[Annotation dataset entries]
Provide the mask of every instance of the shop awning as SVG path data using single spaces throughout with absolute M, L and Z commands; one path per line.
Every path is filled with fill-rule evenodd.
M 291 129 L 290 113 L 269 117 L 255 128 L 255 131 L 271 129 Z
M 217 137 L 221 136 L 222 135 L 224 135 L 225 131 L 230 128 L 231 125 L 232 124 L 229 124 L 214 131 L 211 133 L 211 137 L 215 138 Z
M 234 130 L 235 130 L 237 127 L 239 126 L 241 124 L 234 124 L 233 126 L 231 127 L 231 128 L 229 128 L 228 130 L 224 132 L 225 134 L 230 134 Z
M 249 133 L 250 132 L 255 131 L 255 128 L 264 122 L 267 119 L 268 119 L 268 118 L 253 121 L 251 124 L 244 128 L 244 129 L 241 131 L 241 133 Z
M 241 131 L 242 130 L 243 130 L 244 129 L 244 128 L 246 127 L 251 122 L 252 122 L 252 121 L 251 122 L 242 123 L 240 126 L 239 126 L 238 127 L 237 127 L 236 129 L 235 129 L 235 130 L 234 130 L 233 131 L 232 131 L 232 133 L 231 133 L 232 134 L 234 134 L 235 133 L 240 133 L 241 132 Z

▸ TASK DIRECTIONS
Format all the records above as a Markdown table with the columns Row and Line, where Row holds the line's number and Line holds its text, leaving out blank lines.

▸ RESPONSE TO THE EXERCISE
| Row | Line |
|---|---|
| 1 | Provide the mask of every instance of the shop awning as SVG path data using single spaces throughout with absolute M, L and Z commands; one path per line. |
| 2 | Every path is filled with fill-rule evenodd. |
| 3 | M 291 129 L 290 113 L 269 117 L 255 128 L 255 131 L 271 129 Z |
| 4 | M 217 137 L 221 136 L 222 135 L 224 135 L 225 131 L 230 128 L 231 125 L 232 124 L 229 124 L 214 131 L 211 133 L 211 137 L 215 138 Z |
| 5 | M 234 130 L 235 130 L 237 127 L 239 126 L 241 124 L 234 124 L 233 126 L 231 127 L 231 128 L 229 128 L 228 130 L 224 132 L 225 134 L 230 134 Z |
| 6 | M 249 133 L 250 132 L 255 131 L 255 128 L 264 122 L 267 119 L 268 119 L 268 118 L 253 121 L 251 124 L 244 128 L 244 129 L 241 131 L 241 133 Z |
| 7 | M 241 131 L 242 130 L 243 130 L 244 129 L 244 128 L 246 127 L 251 122 L 252 122 L 252 121 L 251 122 L 242 123 L 240 126 L 239 126 L 238 127 L 237 127 L 236 129 L 235 129 L 235 130 L 234 130 L 233 131 L 232 131 L 232 133 L 231 133 L 232 134 L 234 134 L 235 133 L 240 133 L 241 132 Z |